Daniel Emakporuena, a data scientist, AI researcher, community leader, and advocate for digital empowerment, believes the question isn’t whether AI should be integrated into education, but rather how responsibly and intelligently it can be deployed to uplift students and institutions in both the UK and Nigeria.
In this exclusive interview, Daniel shares his perspective on the future of AI-driven learning, the pitfalls of banning AI outright, and the transformative potential AI holds for higher education when implemented thoughtfully and equitably.
Q: Daniel, as both a technologist and an advocate for emerging talent, how do you see AI shaping the future of education, especially in the UK and Nigeria?
A:
AI has already begun to reshape education globally, but its potential is far from fully realised. In the UK, institutions are experimenting with AI-powered adaptive learning, automated feedback, digital tutors, and personalised student support. These are powerful tools, they improve efficiency and help educators focus on high-value interactions.
For Nigeria, the potential impact is even more profound. Many students face under-resourced schools, overcrowded classrooms, and limited access to experienced lecturers. AI can act as a leveller. With the right tools and policies, a student in Port Harcourt or Kaduna could access the same academic support as a student in Manchester or London. AI offers scalable, affordable learning pathways that can fill knowledge gaps, mentor students at scale, and democratise quality education.
Q: Some institutions, especially universities, are considering restrictions or outright bans on AI tools. Why do you think banning AI isn’t the solution?

● Stored data
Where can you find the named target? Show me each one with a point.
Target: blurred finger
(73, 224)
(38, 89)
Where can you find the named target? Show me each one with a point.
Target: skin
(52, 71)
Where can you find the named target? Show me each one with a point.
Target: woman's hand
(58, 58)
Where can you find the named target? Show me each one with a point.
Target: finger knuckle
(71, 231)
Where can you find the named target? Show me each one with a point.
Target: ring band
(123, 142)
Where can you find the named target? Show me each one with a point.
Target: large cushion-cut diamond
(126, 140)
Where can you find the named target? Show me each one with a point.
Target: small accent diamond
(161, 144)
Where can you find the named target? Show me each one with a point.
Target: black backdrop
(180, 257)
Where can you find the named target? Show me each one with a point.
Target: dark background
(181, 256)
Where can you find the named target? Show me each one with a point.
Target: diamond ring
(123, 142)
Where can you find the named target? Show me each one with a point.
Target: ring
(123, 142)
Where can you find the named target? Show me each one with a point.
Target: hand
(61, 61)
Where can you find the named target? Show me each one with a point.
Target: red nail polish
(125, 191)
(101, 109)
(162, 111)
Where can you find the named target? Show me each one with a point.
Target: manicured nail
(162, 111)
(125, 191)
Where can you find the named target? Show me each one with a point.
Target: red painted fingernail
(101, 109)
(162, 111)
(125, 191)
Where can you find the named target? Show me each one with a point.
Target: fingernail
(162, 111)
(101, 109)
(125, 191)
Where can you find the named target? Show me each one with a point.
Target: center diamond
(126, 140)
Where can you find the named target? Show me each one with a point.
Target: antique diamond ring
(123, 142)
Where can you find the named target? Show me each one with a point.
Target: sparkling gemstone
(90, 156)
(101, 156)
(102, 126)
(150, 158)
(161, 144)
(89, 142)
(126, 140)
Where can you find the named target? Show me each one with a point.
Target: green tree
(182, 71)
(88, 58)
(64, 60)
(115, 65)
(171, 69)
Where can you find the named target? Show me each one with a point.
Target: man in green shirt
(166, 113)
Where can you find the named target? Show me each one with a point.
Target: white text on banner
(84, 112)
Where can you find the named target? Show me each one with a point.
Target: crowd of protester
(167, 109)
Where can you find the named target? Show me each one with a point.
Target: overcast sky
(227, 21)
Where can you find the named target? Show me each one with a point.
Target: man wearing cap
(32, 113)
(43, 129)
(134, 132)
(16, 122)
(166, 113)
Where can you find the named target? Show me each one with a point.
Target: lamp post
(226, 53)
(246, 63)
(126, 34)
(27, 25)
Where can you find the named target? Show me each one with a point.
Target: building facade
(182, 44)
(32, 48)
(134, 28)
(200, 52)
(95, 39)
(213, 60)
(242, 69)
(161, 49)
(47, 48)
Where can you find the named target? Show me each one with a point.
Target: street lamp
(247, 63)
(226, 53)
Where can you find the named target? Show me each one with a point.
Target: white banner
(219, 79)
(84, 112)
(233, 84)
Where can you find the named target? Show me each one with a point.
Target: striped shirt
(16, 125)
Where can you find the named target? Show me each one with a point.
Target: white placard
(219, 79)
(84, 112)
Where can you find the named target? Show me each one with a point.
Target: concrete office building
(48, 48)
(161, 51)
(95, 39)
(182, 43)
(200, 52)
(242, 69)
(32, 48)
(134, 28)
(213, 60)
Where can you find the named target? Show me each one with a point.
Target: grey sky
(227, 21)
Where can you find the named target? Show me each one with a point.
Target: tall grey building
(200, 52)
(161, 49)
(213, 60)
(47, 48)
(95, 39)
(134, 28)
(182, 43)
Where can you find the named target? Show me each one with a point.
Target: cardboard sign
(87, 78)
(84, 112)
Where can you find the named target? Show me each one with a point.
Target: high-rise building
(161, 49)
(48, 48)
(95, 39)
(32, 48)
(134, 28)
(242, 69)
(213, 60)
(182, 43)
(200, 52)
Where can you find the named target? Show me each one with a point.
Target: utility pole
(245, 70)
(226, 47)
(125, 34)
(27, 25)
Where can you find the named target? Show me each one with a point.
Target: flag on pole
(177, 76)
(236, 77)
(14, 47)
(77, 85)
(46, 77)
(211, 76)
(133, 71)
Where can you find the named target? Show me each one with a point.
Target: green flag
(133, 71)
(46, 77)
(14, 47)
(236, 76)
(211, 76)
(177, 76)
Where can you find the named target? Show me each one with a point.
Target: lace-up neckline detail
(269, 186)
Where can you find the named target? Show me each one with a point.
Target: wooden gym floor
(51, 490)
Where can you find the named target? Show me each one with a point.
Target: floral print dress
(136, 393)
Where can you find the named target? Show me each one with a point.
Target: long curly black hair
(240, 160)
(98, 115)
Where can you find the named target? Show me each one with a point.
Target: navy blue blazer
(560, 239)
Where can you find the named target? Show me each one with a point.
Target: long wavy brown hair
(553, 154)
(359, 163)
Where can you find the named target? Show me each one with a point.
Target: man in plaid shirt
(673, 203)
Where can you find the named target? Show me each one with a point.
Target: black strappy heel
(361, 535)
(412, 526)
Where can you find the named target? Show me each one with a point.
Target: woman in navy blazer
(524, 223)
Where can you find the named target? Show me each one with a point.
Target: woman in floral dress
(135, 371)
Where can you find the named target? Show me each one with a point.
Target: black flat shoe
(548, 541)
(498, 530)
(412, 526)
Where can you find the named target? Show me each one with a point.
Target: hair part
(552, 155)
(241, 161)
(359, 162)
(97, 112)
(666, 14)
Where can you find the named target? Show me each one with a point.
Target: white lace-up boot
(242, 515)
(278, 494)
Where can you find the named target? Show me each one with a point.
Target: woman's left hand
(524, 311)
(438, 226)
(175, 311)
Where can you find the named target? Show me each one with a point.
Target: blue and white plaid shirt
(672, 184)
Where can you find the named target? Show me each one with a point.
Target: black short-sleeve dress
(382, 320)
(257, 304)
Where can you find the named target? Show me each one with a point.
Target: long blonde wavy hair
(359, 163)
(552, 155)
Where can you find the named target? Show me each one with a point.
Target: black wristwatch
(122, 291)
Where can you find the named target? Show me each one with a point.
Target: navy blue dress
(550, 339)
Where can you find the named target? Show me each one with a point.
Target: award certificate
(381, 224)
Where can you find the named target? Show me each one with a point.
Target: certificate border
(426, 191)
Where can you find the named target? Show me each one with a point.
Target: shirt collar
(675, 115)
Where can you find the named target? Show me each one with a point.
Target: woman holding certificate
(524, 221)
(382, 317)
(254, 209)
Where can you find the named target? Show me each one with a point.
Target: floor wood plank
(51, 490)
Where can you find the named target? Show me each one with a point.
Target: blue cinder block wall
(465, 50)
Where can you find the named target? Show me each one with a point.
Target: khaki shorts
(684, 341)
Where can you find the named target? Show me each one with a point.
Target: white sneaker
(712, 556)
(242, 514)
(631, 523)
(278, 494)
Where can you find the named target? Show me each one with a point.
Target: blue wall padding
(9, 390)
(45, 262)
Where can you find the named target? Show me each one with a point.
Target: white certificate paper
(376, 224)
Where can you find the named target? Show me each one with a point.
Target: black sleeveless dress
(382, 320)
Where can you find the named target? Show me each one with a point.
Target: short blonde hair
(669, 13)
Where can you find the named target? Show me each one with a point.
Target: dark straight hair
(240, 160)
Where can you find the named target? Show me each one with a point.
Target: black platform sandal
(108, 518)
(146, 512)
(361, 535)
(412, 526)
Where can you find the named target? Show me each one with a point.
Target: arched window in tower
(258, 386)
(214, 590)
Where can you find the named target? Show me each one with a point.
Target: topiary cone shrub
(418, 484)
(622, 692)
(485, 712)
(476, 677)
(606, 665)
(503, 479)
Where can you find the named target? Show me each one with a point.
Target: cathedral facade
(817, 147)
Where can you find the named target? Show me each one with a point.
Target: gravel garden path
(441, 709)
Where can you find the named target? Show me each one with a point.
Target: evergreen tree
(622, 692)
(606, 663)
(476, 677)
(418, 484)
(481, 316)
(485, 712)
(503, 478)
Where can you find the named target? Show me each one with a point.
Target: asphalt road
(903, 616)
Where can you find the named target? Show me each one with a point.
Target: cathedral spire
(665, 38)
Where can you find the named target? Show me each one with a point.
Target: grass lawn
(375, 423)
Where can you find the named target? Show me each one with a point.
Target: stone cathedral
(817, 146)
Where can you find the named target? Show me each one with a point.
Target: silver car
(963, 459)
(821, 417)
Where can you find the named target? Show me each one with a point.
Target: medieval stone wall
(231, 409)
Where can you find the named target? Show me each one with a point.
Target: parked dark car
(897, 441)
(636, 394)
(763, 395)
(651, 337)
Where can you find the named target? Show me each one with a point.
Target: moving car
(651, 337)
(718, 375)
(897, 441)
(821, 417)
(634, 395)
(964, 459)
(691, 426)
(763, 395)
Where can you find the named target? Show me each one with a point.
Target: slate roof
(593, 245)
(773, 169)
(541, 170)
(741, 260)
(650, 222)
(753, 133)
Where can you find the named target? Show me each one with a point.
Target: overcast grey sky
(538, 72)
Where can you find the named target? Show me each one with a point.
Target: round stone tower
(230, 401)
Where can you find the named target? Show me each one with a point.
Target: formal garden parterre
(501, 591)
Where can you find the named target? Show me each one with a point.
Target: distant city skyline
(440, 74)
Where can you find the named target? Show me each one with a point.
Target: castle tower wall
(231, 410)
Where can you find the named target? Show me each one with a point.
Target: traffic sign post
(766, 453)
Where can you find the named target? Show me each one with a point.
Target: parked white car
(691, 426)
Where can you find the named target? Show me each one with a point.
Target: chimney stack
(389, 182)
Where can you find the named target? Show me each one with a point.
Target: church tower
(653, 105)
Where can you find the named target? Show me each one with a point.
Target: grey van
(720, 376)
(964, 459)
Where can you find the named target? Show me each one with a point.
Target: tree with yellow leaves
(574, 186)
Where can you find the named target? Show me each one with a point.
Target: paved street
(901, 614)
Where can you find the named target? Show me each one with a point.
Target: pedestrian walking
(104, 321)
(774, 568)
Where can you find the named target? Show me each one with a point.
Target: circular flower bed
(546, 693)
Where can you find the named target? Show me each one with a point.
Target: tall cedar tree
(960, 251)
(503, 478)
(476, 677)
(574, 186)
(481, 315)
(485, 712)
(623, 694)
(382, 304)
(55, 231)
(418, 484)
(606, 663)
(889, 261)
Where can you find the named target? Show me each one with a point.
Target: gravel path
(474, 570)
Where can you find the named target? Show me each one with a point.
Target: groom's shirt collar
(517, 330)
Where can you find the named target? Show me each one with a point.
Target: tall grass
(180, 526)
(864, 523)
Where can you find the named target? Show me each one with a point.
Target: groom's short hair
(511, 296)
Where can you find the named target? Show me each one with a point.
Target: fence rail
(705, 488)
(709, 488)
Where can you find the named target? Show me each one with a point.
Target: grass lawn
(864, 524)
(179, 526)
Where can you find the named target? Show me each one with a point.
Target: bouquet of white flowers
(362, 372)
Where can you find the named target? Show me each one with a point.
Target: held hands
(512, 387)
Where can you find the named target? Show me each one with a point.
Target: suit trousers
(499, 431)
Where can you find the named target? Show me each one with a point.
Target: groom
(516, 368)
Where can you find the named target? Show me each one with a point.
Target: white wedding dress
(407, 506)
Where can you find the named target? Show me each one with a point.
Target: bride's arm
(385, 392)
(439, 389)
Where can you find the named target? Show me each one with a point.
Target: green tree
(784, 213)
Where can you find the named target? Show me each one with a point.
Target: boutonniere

● Objectives
1. In the interview excerpt, which two Nigerian cities does Daniel name when describing the students AI could help?
2. Report every line of the listing that contains the string "black", treating uppercase and lowercase as different.
The interview excerpt has no connection to the listing that comes after it.

● Completed exercise
1. Port Harcourt and Kaduna.

2.
Target: black backdrop
Target: long curly black hair
Target: black strappy heel
Target: black flat shoe
Target: black short-sleeve dress
Target: black wristwatch
Target: black sleeveless dress
Target: black platform sandal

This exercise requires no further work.